**Excerpt to read:**
Don was outside checking the lines with an expert’s eye to determine which wells had pumped off and which ones were still bringing up the amazing substance that had formed eons ago and lay waiting in the sandrock below at a depth of 800 to 1,200 feet. He invited me into the powerhouse where the only light was what sunlight shone through the open door and through the rod slots in the walls.

The heart of the operation
Near the center of the building sat the Allis-Chalmers W226 power unit humming away like it has for 10 to 12 hours a week for the past 25 years. Doing the math reveals total running hours of 13,000 to 15,000. It has never needed any internal repairs – not even a valve job – and Don says it uses, at most, a quart of oil in six months.

This kind of longevity is noteworthy even if the Griffins had purchased the engine new, but they had not. Don’s uncle had bought it in the 1960s from a construction outfit that used it to run large fans. The Griffins first installed it in a powerhouse on the hillside in sight of where we had parked our vehicles near the storage tank. It replaced a Bob White single-cylinder flywheel engine and worked 15 wells. When the eccentric power it was belted to self-destructed, the engine was moved to its current site in the valley powerhouse where it replaced a 50 HP Waukesha 4-cylinder engine that had thrown a connecting rod out through the cylinder block. The Waukesha had been installed to replace a worn out Bessemer “half-breed” conversion engine.

A clean running AC
The thousands of hours of repair-free use are due in no small part to the use of natural gas as fuel. It burns so cleanly that soot and other carbon residues are nearly non-existent. The oil does not get fouled with these residues so friction surfaces are not subjected to the wear that such particles produce. I actually found the unit’s original flat fuel tank and underhood starting tank, identical to the ones used on unstyled WC tractors, in pristine condition where they had been set aside in the first powerhouse on the hillside. The natural gas is collected through a network of pipes from around 50 oil wells that create a natural pressure of 6 PSI at the regulator where it is stepped down to just a few ounces to feed the engine. Spark is provided by magneto and starting is accomplished with a hand crank.

**Required task:**
Copy out everything from "Don was outside" down to "in the walls." in the passage about the Allis-Chalmers power unit, word for word.

**Listed entries:**
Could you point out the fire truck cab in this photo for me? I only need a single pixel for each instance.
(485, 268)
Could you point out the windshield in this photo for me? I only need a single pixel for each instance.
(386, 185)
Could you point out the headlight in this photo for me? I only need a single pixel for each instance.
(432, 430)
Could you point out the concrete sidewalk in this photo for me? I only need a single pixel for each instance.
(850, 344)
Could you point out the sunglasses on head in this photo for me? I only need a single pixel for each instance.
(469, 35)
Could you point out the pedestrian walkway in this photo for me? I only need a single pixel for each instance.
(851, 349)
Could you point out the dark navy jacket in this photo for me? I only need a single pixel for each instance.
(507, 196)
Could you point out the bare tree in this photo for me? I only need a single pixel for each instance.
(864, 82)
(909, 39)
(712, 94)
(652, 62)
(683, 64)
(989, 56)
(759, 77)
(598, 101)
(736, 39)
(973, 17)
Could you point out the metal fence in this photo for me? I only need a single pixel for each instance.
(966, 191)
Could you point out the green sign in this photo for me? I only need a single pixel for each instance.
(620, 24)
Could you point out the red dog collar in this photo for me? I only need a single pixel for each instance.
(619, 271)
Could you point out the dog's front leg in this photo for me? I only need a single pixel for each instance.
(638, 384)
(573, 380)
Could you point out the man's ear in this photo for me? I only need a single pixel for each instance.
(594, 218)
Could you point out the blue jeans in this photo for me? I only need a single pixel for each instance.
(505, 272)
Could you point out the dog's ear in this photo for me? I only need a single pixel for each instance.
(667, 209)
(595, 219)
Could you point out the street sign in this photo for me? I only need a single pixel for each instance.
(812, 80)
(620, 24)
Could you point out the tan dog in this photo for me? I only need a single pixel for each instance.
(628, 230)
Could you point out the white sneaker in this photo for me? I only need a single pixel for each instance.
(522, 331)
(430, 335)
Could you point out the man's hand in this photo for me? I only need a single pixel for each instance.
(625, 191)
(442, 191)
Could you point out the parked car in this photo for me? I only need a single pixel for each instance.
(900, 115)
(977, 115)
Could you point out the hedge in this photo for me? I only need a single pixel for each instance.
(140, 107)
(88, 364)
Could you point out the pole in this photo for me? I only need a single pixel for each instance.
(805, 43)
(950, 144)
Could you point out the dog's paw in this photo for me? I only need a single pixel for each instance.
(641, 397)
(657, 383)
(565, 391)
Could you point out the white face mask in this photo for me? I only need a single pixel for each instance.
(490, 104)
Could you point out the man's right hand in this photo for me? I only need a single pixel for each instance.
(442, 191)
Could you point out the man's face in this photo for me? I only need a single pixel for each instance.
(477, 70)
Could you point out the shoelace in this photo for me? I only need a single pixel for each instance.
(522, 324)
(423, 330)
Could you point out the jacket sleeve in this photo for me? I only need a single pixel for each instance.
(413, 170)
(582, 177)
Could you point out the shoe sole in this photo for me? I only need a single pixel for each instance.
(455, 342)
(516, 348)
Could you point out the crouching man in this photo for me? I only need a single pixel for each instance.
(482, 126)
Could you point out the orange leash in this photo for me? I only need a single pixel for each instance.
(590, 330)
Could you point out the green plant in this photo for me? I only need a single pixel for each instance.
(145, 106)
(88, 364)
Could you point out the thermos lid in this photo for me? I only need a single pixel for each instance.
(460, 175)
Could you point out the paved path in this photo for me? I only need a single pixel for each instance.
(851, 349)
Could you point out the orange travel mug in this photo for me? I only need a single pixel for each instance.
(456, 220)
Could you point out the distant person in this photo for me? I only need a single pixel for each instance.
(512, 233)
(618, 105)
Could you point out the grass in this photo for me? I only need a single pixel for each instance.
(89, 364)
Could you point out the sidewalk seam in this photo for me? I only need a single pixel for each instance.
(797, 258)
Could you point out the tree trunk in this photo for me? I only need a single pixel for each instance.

**Solution to the problem:**
Don was outside checking the lines with an expert’s eye to determine which wells had pumped off and which ones were still bringing up the amazing substance that had formed eons ago and lay waiting in the sandrock below at a depth of 800 to 1,200 feet. He invited me into the powerhouse where the only light was what sunlight shone through the open door and through the rod slots in the walls.